### [ASSIGNMENT]
Give back the full listing that follows exactly as it reads.

━━━

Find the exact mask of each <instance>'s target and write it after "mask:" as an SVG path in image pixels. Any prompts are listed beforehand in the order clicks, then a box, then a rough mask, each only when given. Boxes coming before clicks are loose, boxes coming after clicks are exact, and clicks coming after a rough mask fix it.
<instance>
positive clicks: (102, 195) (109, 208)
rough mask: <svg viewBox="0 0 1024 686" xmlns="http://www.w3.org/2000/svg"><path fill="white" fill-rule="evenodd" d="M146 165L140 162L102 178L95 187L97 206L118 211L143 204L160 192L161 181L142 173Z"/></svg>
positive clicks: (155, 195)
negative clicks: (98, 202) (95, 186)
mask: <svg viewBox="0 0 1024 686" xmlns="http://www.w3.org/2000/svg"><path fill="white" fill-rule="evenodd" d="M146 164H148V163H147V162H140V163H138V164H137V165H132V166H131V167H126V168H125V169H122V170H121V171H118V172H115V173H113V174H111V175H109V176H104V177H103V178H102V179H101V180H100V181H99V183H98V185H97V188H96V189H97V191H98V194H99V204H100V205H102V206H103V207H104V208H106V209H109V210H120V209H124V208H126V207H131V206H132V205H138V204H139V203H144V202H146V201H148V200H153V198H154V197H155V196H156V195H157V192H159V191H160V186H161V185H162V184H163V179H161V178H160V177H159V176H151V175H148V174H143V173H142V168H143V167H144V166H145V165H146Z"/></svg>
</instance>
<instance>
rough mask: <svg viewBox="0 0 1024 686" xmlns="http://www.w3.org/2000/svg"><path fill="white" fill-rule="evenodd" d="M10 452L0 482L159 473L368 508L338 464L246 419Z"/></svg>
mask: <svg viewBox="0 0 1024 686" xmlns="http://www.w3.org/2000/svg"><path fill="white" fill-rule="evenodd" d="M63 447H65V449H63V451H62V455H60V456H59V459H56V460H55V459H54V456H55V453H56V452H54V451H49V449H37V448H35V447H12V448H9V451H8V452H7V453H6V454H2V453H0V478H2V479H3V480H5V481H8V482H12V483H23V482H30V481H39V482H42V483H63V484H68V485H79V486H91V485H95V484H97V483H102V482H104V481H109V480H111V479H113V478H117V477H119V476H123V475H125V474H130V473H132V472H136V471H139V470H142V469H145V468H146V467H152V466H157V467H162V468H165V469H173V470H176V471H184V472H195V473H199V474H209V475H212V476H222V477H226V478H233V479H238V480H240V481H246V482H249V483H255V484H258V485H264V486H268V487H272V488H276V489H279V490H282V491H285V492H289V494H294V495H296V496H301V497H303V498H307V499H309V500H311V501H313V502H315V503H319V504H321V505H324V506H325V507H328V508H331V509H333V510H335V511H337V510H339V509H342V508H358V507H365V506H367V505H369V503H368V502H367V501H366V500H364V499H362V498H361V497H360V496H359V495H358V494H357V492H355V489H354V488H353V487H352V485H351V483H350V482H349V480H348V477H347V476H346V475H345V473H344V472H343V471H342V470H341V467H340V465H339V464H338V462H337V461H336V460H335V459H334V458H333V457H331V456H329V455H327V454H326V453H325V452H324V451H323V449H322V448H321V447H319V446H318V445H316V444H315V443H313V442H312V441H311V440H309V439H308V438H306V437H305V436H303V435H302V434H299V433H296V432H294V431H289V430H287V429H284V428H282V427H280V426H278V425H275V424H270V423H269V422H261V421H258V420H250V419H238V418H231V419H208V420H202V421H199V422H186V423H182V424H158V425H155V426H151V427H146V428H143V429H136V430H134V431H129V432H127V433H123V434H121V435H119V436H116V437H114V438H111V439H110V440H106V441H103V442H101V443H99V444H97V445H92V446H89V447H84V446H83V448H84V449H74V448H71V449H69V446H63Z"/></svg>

━━━

### [RESULT BELOW]
Find the exact mask of each <instance>'s target and write it after "mask:" as an SVG path in image pixels. Any prompts are listed beforehand in the order clicks, then a box, then a rough mask, each only when given. Boxes coming before clicks are loose, boxes coming after clicks are exact, and clicks coming after a rough mask fix it.
<instance>
positive clicks: (102, 195) (109, 208)
rough mask: <svg viewBox="0 0 1024 686" xmlns="http://www.w3.org/2000/svg"><path fill="white" fill-rule="evenodd" d="M146 165L140 162L102 178L95 187L97 206L118 211L143 204L160 192L161 181L142 173Z"/></svg>
positive clicks: (155, 195)
negative clicks: (98, 202) (95, 186)
mask: <svg viewBox="0 0 1024 686" xmlns="http://www.w3.org/2000/svg"><path fill="white" fill-rule="evenodd" d="M146 164H148V163H147V162H140V163H138V164H137V165H132V166H131V167H126V168H125V169H122V170H121V171H118V172H115V173H113V174H111V175H109V176H104V177H103V178H102V179H101V180H100V181H99V183H98V185H97V188H96V189H97V191H98V194H99V204H100V205H102V206H103V207H104V208H106V209H109V210H120V209H124V208H126V207H131V206H132V205H138V204H139V203H144V202H146V201H148V200H153V198H154V197H155V196H156V195H157V192H159V191H160V186H161V185H162V184H163V179H161V178H160V177H159V176H151V175H148V174H143V173H142V168H143V167H144V166H145V165H146Z"/></svg>
</instance>
<instance>
rough mask: <svg viewBox="0 0 1024 686" xmlns="http://www.w3.org/2000/svg"><path fill="white" fill-rule="evenodd" d="M10 452L0 482L159 473L368 508L338 464L246 419Z"/></svg>
mask: <svg viewBox="0 0 1024 686" xmlns="http://www.w3.org/2000/svg"><path fill="white" fill-rule="evenodd" d="M63 447H65V449H63V451H62V455H60V456H59V459H56V460H55V459H54V456H55V453H56V452H54V451H49V449H37V448H35V447H12V448H9V451H8V452H7V453H6V454H2V453H0V478H2V479H3V480H5V481H8V482H12V483H23V482H30V481H39V482H42V483H63V484H68V485H79V486H91V485H95V484H97V483H102V482H104V481H109V480H111V479H113V478H117V477H119V476H123V475H125V474H130V473H132V472H136V471H139V470H142V469H145V468H146V467H152V466H157V467H162V468H165V469H173V470H176V471H184V472H195V473H199V474H209V475H212V476H222V477H226V478H233V479H238V480H240V481H246V482H249V483H255V484H258V485H264V486H268V487H272V488H276V489H279V490H282V491H285V492H289V494H294V495H296V496H301V497H303V498H307V499H309V500H311V501H313V502H315V503H319V504H321V505H324V506H325V507H328V508H331V509H333V510H335V511H337V510H339V509H342V508H358V507H365V506H367V505H369V503H368V502H367V501H366V500H364V499H362V498H361V497H360V496H359V495H358V494H357V492H355V489H354V488H353V487H352V485H351V483H350V482H349V480H348V477H347V476H346V475H345V473H344V472H343V471H342V470H341V467H340V465H339V464H338V462H337V461H336V460H335V459H334V458H333V457H331V456H329V455H327V454H326V453H325V452H324V451H323V449H322V448H321V447H319V446H318V445H316V444H315V443H313V442H312V441H311V440H309V439H308V438H306V437H305V436H303V435H302V434H299V433H296V432H294V431H289V430H287V429H284V428H282V427H280V426H278V425H275V424H270V423H269V422H261V421H258V420H250V419H238V418H231V419H208V420H202V421H199V422H186V423H182V424H158V425H155V426H151V427H146V428H143V429H136V430H134V431H129V432H127V433H123V434H121V435H119V436H116V437H114V438H111V439H110V440H106V441H103V442H101V443H99V444H97V445H92V446H89V447H84V446H83V448H84V449H74V448H71V449H69V446H63Z"/></svg>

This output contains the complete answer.